> **SET TASK**: Please output each line of the listing below as a JSON list of strings, one string per line, with blank lines skipped and the pictures left out.

[Rows from a dataset]

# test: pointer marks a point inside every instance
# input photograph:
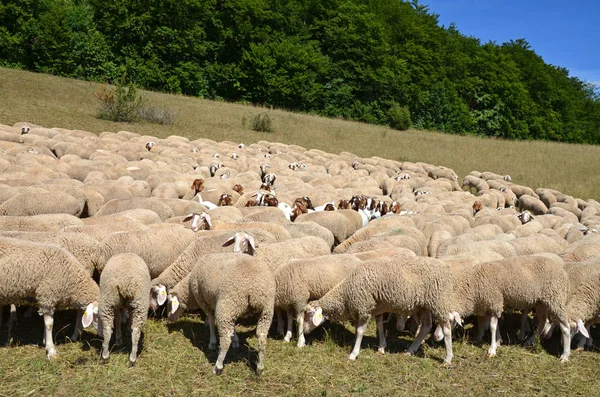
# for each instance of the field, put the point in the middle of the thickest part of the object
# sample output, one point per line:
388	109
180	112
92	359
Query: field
174	359
58	102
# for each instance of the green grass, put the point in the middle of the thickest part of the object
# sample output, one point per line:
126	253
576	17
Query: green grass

> **OUTPUT OF THE EXERCISE**:
[
  "# test: pointer marks a point inside every instance",
  "# input photograph:",
  "# for each instance of the field, put the point in the middle of the thickest part of the object",
  "# sample output, one point per line:",
  "388\t109",
  "180\t112",
  "92\t359",
  "Query: field",
  "174\t359",
  "58\t102",
  "# for each instance of the green grass, put the point in the middle of the thickest part of the object",
  "# sample output, one point per line:",
  "126\t253",
  "576\t17",
  "Query: green grass"
]